**** Selected extract

It became clear that we were abandoned when the hunger pangs kicked in.

Surely they’ll bring a platter of calamari and prawns. Surely they won’t let us go to bed – not that we had beds – with empty, growling stomachs, I thought. I mean, come on, this is just TV.

How wrong I was...

So here we were, stuck like Robinson Crusoe on a deserted island somewhere between nowhere and the middle of nowhere. We were told we were off the coast of Malaysia in the South China Sea. Try finding that on a map.

The crew warned us about vicious, flesh-eating ants and some of the elements we’d have to endure for the 48 hours of this Media Survivor. We were the dress rehearsal before the real competition started on the island in a few days’ time, but the unsmiling crew warned us it would be as real as the real deal.

Reality hit when the security detail took our phones, sunscreen, sunglasses and whatever other creature comforts we thought would make our stay on the island more bearable.

But I was confident I would survive because, when given a choice to take clothes to the island, I had grabbed my jersey (in case it got nippy at night) and bought a contraption of a cap in Singapore en route to the island. The cap had secret shades and a minifan that blows precious cold air on your face.

The drama kicked off after we had to scramble for essential utensils such as pots, a rope, a tent, some coconuts and the like. We were then instructed to jump off a raft and swim about 200m to the shore. The only problem is I can’t swim to save my life.

I did manage to muscle my way in to grab a pot and a rope. I thought the organisers would remember that I couldn’t swim and help would soon be on the way. That was not to be.

Some rules were eventually bent when Dimakatso Motau of the Sowetan and I were handed life jackets to at least float.

********

■ **Direction 1**:
In the island survival account, how many hours was this Media Survivor supposed to last?
■ **Direction 2**:
Duplicate the passage from the island survival account, starting at "The drama kicked" and ending at "at least float.".

**** Dataset rows

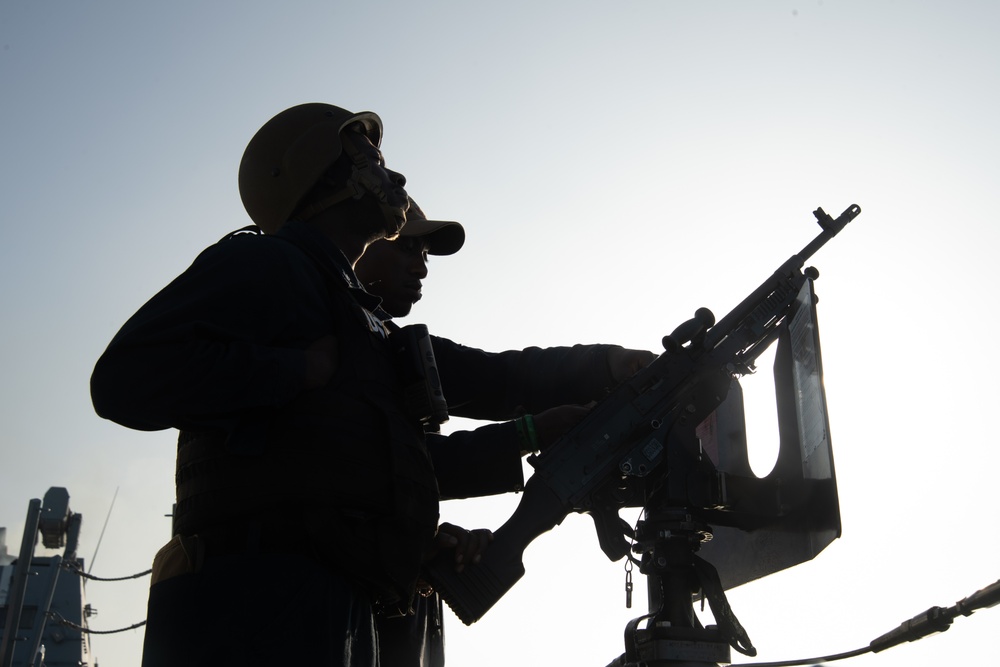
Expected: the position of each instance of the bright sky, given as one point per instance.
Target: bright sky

********
**** Dataset rows

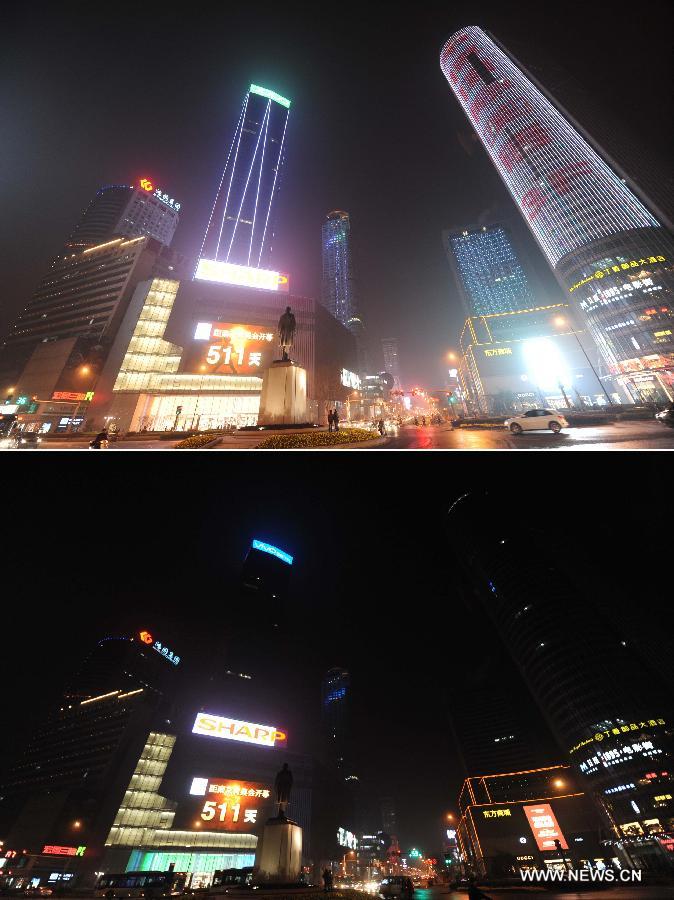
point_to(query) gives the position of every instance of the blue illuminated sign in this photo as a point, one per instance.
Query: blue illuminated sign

********

■ **Result 1**:
48 hours

■ **Result 2**:
The drama kicked off after we had to scramble for essential utensils such as pots, a rope, a tent, some coconuts and the like. We were then instructed to jump off a raft and swim about 200m to the shore. The only problem is I can’t swim to save my life.

I did manage to muscle my way in to grab a pot and a rope. I thought the organisers would remember that I couldn’t swim and help would soon be on the way. That was not to be.

Some rules were eventually bent when Dimakatso Motau of the Sowetan and I were handed life jackets to at least float.